* Texte de lecture
Y a -t-il un questionnement sur  la concentration d’animaux et d’élevages et sur la segmentation des systèmes d’élevage ? 

Jean-Luc Guérin : la concentration d’animaux n’est pas supérieure à celle que l’on a dans plein d’autres zones en Europe et la segmentation existe ailleurs. On a sur le même territoire un enchevêtrement de différentes filières et de différentes modalités de fonctionnement qui font que l’on a sans doute plus de risques d’infections croisées. Pris isolément, aucun système n’est plus critiquable qu’un autre. C’est leur superposition sur un même territoire qui à mon avis est à l’origine de cette fragilité particulière.

De 34 foyers identifiés en élevage le 3 janvier 2022, on est passé 92 le 10 janvier et à 216 le 17 janvier (Source : ministère de l’Agriculture)
De 34 foyers identifiés en élevage le 3 janvier 2022, on est passé 92 le 10 janvier et à 216 le 17 janvier (Source : ministère de l’Agriculture)

Quelles sont solutions à court terme ?

Jean-Luc Guérin : la priorité c’est d’éteindre les foyers de la manière la plus rapide et la plus efficace possible, d’identifier les éventuelles failles grossières que l’on n’aurait pas vues et sur lesquelles on peut progresser. Aujourd’hui, on est dans l’action, dans l’opérationnel et je me garderai d’énoncer des pistes. Il y aura des réflexions sur les aspects système d’élevage, peut-être de densités instantanées sur certaines zones qu’il faudra regarder plus précisément. Il y aura aussi l’analyse du besoin, ou pas, d’avoir recours à des outils complémentaires comme la vaccination.

Où en est-on de la piste vaccinale ?

* Consigne
Relevez dans le texte de lecture ci-dessus chaque nombre de foyers identifiés en élevage, avec la date qui lui correspond.

[Entrées de données enregistrées]
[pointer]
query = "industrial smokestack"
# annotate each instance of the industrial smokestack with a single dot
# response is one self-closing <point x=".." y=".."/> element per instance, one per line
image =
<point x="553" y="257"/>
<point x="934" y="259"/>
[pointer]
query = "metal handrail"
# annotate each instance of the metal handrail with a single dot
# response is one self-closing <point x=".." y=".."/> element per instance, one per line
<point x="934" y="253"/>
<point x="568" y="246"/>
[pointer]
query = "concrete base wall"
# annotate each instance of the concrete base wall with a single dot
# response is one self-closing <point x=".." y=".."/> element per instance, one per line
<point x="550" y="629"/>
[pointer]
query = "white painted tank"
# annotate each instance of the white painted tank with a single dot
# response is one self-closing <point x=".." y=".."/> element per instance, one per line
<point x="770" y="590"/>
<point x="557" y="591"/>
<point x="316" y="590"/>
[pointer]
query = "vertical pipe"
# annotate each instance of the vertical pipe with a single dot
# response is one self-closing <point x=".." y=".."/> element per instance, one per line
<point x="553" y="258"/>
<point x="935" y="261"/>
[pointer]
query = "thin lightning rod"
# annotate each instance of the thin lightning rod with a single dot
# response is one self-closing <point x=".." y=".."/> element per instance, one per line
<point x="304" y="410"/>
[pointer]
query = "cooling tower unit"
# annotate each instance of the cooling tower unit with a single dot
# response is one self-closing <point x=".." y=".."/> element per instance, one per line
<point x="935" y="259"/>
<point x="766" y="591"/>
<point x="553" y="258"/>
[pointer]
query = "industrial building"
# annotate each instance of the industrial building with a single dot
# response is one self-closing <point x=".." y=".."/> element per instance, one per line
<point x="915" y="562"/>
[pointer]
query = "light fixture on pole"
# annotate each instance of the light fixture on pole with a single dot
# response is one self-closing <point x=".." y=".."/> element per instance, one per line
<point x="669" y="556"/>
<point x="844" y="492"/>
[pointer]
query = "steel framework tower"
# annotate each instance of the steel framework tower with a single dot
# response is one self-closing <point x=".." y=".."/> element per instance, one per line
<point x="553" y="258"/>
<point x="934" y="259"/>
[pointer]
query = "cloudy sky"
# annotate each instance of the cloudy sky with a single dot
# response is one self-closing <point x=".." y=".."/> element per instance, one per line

* Résultat de l'exercice
- 34 foyers le 3 janvier 2022
- 92 foyers le 10 janvier
- 216 foyers le 17 janvier